DESCRIPTION OF THE TASK: Give these lines as a numbered list, leaving out the blank lines; this covers all the records.

RECORDS PROVIDED:

▽

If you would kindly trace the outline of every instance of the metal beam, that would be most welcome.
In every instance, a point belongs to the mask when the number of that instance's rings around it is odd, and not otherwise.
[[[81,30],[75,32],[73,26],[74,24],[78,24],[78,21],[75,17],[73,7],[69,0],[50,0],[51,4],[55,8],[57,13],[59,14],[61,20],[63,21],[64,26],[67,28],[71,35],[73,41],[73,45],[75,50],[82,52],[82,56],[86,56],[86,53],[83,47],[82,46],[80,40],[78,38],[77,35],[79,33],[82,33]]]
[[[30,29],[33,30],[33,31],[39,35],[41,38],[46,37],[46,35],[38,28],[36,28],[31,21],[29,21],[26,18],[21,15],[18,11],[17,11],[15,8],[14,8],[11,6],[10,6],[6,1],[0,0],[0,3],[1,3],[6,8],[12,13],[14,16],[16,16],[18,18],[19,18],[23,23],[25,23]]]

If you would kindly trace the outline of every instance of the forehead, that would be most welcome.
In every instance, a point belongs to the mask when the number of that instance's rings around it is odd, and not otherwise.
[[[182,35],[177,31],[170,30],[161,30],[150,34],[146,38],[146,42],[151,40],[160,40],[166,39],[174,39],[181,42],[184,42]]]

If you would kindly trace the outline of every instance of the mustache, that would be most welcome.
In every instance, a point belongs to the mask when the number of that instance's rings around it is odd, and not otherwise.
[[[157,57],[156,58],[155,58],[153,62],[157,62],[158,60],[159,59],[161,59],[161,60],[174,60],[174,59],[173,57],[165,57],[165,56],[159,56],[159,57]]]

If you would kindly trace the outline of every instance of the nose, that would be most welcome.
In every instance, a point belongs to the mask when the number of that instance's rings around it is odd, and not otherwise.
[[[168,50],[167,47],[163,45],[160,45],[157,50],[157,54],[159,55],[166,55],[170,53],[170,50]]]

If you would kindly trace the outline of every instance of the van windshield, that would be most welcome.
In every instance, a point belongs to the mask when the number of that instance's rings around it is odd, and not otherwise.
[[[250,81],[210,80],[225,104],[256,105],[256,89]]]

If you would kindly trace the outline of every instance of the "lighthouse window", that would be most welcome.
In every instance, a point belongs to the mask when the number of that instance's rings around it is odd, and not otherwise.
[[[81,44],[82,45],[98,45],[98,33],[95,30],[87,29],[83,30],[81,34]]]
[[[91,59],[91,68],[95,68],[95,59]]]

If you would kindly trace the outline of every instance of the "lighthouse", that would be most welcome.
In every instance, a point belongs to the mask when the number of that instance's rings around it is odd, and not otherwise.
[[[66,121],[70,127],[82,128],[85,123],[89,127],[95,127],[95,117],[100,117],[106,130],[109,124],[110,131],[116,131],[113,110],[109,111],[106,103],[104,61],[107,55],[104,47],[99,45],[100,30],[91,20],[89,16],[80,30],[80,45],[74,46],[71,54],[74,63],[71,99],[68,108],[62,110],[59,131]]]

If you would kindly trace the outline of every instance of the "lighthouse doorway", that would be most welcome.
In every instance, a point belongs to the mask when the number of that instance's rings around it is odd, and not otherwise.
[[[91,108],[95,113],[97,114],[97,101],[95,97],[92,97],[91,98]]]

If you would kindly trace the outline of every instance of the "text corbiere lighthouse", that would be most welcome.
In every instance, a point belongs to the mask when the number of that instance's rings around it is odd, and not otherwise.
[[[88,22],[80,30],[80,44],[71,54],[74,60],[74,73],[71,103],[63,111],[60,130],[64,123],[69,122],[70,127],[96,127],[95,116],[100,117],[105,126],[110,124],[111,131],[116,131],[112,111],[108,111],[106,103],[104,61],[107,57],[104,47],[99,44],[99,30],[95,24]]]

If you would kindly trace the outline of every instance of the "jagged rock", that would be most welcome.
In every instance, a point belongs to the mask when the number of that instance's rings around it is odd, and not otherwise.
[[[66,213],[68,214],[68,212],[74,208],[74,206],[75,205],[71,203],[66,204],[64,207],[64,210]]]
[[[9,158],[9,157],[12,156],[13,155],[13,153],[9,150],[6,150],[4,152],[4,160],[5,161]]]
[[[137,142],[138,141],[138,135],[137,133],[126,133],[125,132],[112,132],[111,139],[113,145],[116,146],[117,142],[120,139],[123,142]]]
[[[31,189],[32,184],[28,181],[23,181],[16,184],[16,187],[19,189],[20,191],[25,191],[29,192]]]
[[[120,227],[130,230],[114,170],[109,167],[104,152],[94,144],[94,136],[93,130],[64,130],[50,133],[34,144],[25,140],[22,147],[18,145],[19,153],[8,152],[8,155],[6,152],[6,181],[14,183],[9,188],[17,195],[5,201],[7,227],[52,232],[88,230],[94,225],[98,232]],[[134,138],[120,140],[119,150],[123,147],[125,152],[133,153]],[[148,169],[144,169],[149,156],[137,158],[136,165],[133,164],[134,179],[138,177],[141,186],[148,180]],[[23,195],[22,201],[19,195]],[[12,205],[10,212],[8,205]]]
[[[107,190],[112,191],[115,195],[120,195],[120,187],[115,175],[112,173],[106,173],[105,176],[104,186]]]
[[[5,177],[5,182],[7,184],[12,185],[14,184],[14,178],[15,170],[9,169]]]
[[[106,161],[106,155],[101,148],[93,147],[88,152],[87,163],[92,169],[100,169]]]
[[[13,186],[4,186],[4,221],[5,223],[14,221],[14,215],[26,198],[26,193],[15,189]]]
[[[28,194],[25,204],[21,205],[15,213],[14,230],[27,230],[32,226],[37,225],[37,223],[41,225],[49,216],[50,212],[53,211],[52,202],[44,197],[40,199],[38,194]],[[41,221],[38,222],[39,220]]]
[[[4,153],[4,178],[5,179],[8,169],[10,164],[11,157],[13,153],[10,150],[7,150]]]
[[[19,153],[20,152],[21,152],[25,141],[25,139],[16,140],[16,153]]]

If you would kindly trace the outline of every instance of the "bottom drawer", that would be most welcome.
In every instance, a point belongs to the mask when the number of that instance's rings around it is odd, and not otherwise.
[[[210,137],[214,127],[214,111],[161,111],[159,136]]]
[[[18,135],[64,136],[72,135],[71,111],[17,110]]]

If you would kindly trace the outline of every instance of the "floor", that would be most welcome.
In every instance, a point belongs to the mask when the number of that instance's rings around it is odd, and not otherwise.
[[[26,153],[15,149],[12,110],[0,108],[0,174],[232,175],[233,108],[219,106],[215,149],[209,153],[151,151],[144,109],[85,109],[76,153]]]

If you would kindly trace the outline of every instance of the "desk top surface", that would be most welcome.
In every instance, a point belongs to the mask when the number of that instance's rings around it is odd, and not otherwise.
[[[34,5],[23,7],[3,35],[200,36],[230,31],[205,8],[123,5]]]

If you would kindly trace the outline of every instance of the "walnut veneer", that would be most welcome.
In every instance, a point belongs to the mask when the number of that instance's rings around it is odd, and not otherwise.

△

CORRECT RESULT:
1. If you would kindly trace the outline of every instance of the metal beam, that would be most welcome.
2. In every instance, a point belongs to the mask when the number of that instance's rings around it is odd, and not otherwise.
3. [[[81,30],[75,32],[73,26],[74,24],[78,24],[78,21],[75,17],[73,7],[69,0],[50,0],[51,4],[55,8],[57,13],[59,14],[61,20],[63,21],[64,26],[67,28],[71,35],[73,41],[73,45],[75,50],[82,52],[82,56],[86,56],[86,53],[83,47],[82,46],[80,40],[78,38],[77,35],[79,33],[82,33]]]
4. [[[30,29],[33,30],[33,31],[39,35],[41,38],[46,37],[46,35],[38,28],[36,28],[31,21],[29,21],[26,18],[21,15],[18,11],[17,11],[15,8],[14,8],[11,6],[10,6],[6,1],[0,0],[0,3],[1,3],[6,8],[12,13],[14,16],[16,16],[18,18],[19,18],[23,23],[25,23]]]
5. If you would kindly trace the outline of every instance of the forehead, that would be most welcome.
6. In every instance, a point belongs to the mask when the number of that instance's rings around it is odd, and not otherwise.
7. [[[182,35],[177,31],[170,30],[161,30],[150,34],[146,38],[146,42],[151,40],[160,40],[166,39],[174,39],[181,42],[184,42]]]
8. If you would kindly trace the outline of every instance of the mustache, that would be most welcome.
9. In every instance, a point belongs to the mask when the number of that instance's rings around it is odd, and not otherwise.
10. [[[157,57],[156,58],[155,58],[153,62],[157,62],[158,60],[159,59],[161,59],[161,60],[174,60],[174,59],[173,57],[165,57],[165,56],[159,56],[159,57]]]
11. If you would kindly trace the outline of every instance of the nose, that would be most welcome.
12. In every instance, a point belongs to the mask when the number of that instance's rings around it is odd, and not otherwise.
13. [[[168,50],[167,47],[163,45],[160,45],[157,50],[157,54],[159,55],[166,55],[170,53],[170,50]]]
14. If you would kindly trace the outline of every instance of the van windshield, that would be most welcome.
15. In every instance, a point belongs to the mask when the number of that instance's rings around it is odd, and not otherwise.
16. [[[250,81],[210,80],[225,104],[256,105],[256,89]]]
17. If you would kindly trace the outline of every instance of the "lighthouse window", that would be most welcome.
18. In every instance, a point belongs to the mask when the number of that instance's rings around it is odd, and not otherwise.
19. [[[81,44],[82,45],[98,45],[98,33],[95,30],[87,29],[83,30],[81,34]]]
20. [[[91,59],[91,68],[95,68],[95,59]]]
21. If you would kindly trace the outline of every instance of the "lighthouse", that would be most welcome.
22. In every instance, a point belongs to the mask when the number of that instance's rings around it is odd, and not otherwise.
23. [[[66,121],[70,127],[82,128],[85,123],[89,127],[95,127],[95,117],[100,117],[106,130],[109,124],[110,131],[116,131],[113,110],[109,111],[106,103],[104,61],[107,55],[104,47],[99,45],[100,30],[91,20],[89,16],[80,30],[80,45],[74,46],[71,54],[74,63],[71,99],[68,108],[62,110],[59,131]]]
24. If you would kindly trace the outline of every instance of the "lighthouse doorway", that would be most welcome.
25. In every instance, a point belongs to the mask when the number of that instance's rings around it is odd, and not otherwise.
26. [[[91,108],[95,113],[97,114],[97,101],[95,97],[92,97],[91,98]]]
27. If you would kindly trace the outline of every instance of the "text corbiere lighthouse", that would be most welcome.
28. In every instance, a point belongs to the mask when the number of that instance's rings around it is odd, and not otherwise.
29. [[[88,22],[80,30],[80,44],[71,54],[74,60],[74,73],[71,103],[63,111],[60,130],[64,123],[69,122],[70,127],[96,127],[95,116],[100,117],[105,126],[110,124],[111,131],[116,131],[112,111],[108,111],[106,103],[104,61],[107,57],[104,47],[99,44],[99,30],[95,24]]]
30. If you would kindly trace the outline of every instance of the "jagged rock", that would be most welcome.
31. In every instance, a point belongs to the mask when the number of that instance's rings around it is odd, and not otherwise.
32. [[[66,213],[68,214],[68,212],[74,208],[74,206],[75,205],[71,203],[66,204],[64,207],[64,210]]]
33. [[[9,158],[9,157],[12,156],[13,155],[13,153],[9,150],[6,150],[4,152],[4,160],[5,161]]]
34. [[[137,142],[138,141],[138,135],[137,133],[126,133],[125,132],[112,132],[111,139],[113,145],[116,146],[117,142],[120,139],[123,142]]]
35. [[[31,189],[32,184],[28,181],[23,181],[16,184],[16,187],[19,189],[20,191],[25,191],[29,192]]]
36. [[[120,227],[130,230],[114,170],[109,167],[104,152],[94,144],[94,136],[93,130],[64,130],[50,133],[34,144],[25,140],[22,147],[18,145],[19,153],[8,152],[8,155],[6,152],[6,181],[14,183],[9,188],[17,195],[5,201],[7,227],[52,232],[88,230],[94,225],[98,232]],[[134,138],[120,140],[119,150],[123,147],[125,152],[133,153]],[[148,169],[144,169],[149,156],[137,158],[136,165],[133,164],[134,179],[138,177],[141,186],[148,180]],[[23,195],[22,201],[19,195]],[[12,205],[10,212],[8,205]]]
37. [[[107,190],[112,191],[115,195],[120,195],[120,187],[115,175],[112,173],[106,173],[105,176],[104,186]]]
38. [[[5,177],[5,182],[7,184],[12,185],[14,184],[14,178],[15,170],[9,169]]]
39. [[[106,161],[106,155],[101,148],[93,147],[88,152],[87,163],[92,169],[100,169]]]
40. [[[13,186],[4,186],[4,221],[5,223],[14,221],[14,215],[26,198],[26,193],[15,189]]]
41. [[[28,194],[25,204],[21,205],[15,213],[14,230],[27,230],[32,226],[37,225],[37,223],[41,225],[49,216],[50,212],[53,211],[52,202],[44,197],[40,199],[38,194]],[[41,221],[38,222],[39,220]]]
42. [[[4,153],[4,178],[5,179],[8,169],[10,164],[11,157],[13,153],[10,150],[7,150]]]
43. [[[19,153],[20,152],[21,152],[25,141],[25,139],[16,140],[16,153]]]
44. If you would kindly trace the outline of every instance of the "bottom drawer", that would be most welcome.
45. In every instance, a point belongs to the mask when the number of that instance's rings around it is odd, and not otherwise.
46. [[[210,137],[214,127],[214,111],[161,111],[159,136]]]
47. [[[18,135],[64,136],[72,135],[71,111],[17,110]]]
48. If you would kindly trace the outline of every instance of the "floor", that would be most welcome.
49. In every instance, a point belongs to the mask when the number of that instance's rings around it is odd, and not otherwise.
50. [[[26,153],[15,149],[12,110],[0,108],[0,174],[232,175],[233,108],[219,106],[215,149],[209,153],[151,151],[144,109],[85,109],[76,153]]]
51. If you would kindly trace the outline of every instance of the "desk top surface", that would be most welcome.
52. In every instance, a point belongs to the mask when the number of that instance's rings around it is odd, and not otherwise.
53. [[[34,5],[23,7],[3,35],[200,36],[230,31],[205,8],[123,5]]]
54. If you would kindly trace the outline of every instance of the "walnut veneer", that would be most welcome.
55. In every instance, a point belongs to the mask when the number of that instance's rings around it is odd, and not otherwise.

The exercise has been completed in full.